** TEXT EXCERPT follows **
Abstract
Objective Although stroke incidence is decreasing in older ages, it is increasing in young adults. While these divergent trends in stroke incidence are at least partially attributable to diverging prevalence trends in stoke risk factors, age-dependent differences in the impact of stroke risk factors on stroke may also contribute. To address this issue, we utilized Mendelian Randomization (MR) to assess differences in the association of stroke risk factors between early onset ischemic stroke (EOS) and late onset ischemic stroke (LOS).
Methods We employed a two-sample MR design with inverse variance weighting as the primary method of analysis. Using large publicly available genome-wide association summary results, we calculated MR estimates for conventional stroke risk factors (body mass index, total, HDL-and LDL-cholesterol, triglycerides, type 2 diabetes, systolic and diastolic blood pressure, and smoking) in EOS cases (onset 18-59 years, n = 6,728) and controls from the Early Onset Stroke Consortium and in LOS cases (onset ≥ 60 years, n = 9,272) and controls from the Stroke Genetics Network. We then compared odds ratios between EOS and LOS, stratified by TOAST subtypes, to determine if any differences observed between effect sizes could be attributed to differences in the distribution of stroke subtypes.
Results EOS was significantly associated with all risk factors except for total cholesterol levels, and LOS was associated with all risk factors except for triglyceride and total cholesterol levels. The associations of BMI, DBP, SBP, and HDL-cholesterol were significantly stronger in EOS than LOS (all p < 0.004). The differential distribution of stroke subtypes could not explain the difference in effect size observed between EOS and LOS.
Conclusion These results suggest that interventions targeted at lowering body mass index and blood pressure may be particularly important for reducing stroke risk in young adults.
Introduction
Stroke is one of the leading causes of death and disability, with more than 795,000 new and recurrent cases annually in the United States as of 2023.1 Despite its high incidence, stroke is largely a preventable disorder. The Global Burden of Disease Study estimated that 91% of stroke burden, measured as disability-adjusted life years, can be attributable to modifiable risk factors and 72% of stroke burden is attributable to clusters of metabolic risk factors, namely hypertension, obesity, hyperglycemia, hyperlipidemia, and renal dysfunction.2,3 While most strokes occur in individuals over the age of 50 years, approximately 10% of strokes occur in younger adults aged 18-50 years.4 Since the year 2000, incidence rates of ischemic stroke in high-income countries have been declining among older individuals but have been increasing in individuals younger than age 55.5 While these diverging trends in stroke incidence can be at least partially attributable to diverging patterns of stroke risk factors between younger and older adults, it is also possible that the impact of stroke risk factors differs between younger and older individuals.
** End of TEXT EXCERPT **
▶ _WHAT YOU HAVE TO DO_: Continue the passage on stroke risk factors in younger and older adults, starting right after its last sentence.
** MATERIAL PROVIDED follows **
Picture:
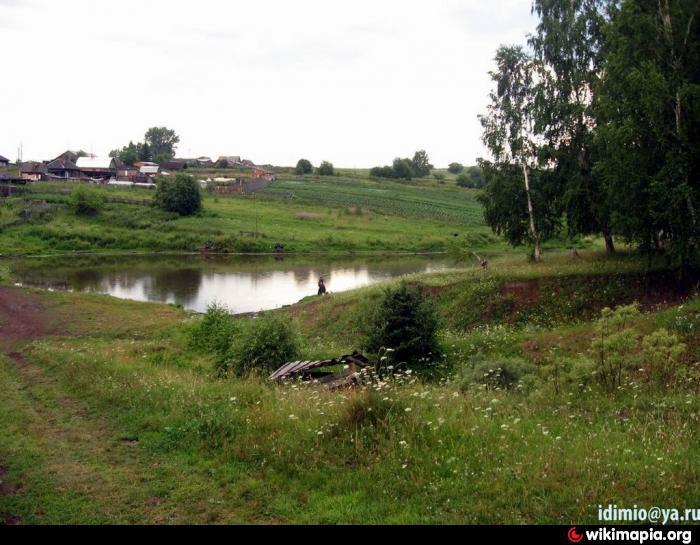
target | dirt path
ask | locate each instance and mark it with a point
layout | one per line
(22, 319)
(87, 457)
** End of MATERIAL PROVIDED **
▶ _RESPONSE BELOW_:
To evaluate the impact of modifiable risk factors on ischemic stroke at different ages, we employed Mendelian randomization6 (MR) to compare causal associations by age of stroke onset and across stroke subtypes. MR uses genetically predicted levels of traits to serve as proxies. Since alleles are randomly assigned at conception, these genetic proxies are generally independent of the risk factor-outcome relationship and thus not easily subject to reverse causality or confounding factors as seen in observational studies. We hypothesize that the contributions of five modifiable ischemic stroke risk factors (blood pressure, body mass index, type 2 diabetes, hyperlipidemia, and smoking) differ between early and late onset ischemic stroke (EOS and LOS) and that these differences can be explained by the differential distribution of stroke subtypes. Using Mendelian randomization, we estimated the causal effects of these risk factors and compared these estimates between early (age of stroke onset < age 60 yrs.) and late (age of stroke onset ≥ 60 yrs.) We further considered whether any differences observed between effect sizes could be attributed to differences in the distribution of stroke subtypes.
Methods
Study design
We employed a 2-sample MR design using IVW as our primary method of analysis to assess the causal estimated of conventional stroke risk factors on early and late onset ischemic stroke.
Study sample for Primary Outcome
This study utilizes stroke cases and controls assembled from two large GWAS consortia: The Early Onset Stroke Consortium7 (EOSC) and the Stroke Genetics Network8 (SiGN). Stroke cases in these Consortia underwent brain imaging at each site to exclude diagnoses other than ischemic stroke and to assist with subtype classification. Additional screening was performed in some, but not all, studies to exclude cases believed to be due to a known monogenic cause (e.g., sickle cell disease) or to a known non-genetic cause (e.g., drug use, complications of procedures). Ischemic stroke subtyping was performed using the TOAST criteria9 in most, but not all, sites.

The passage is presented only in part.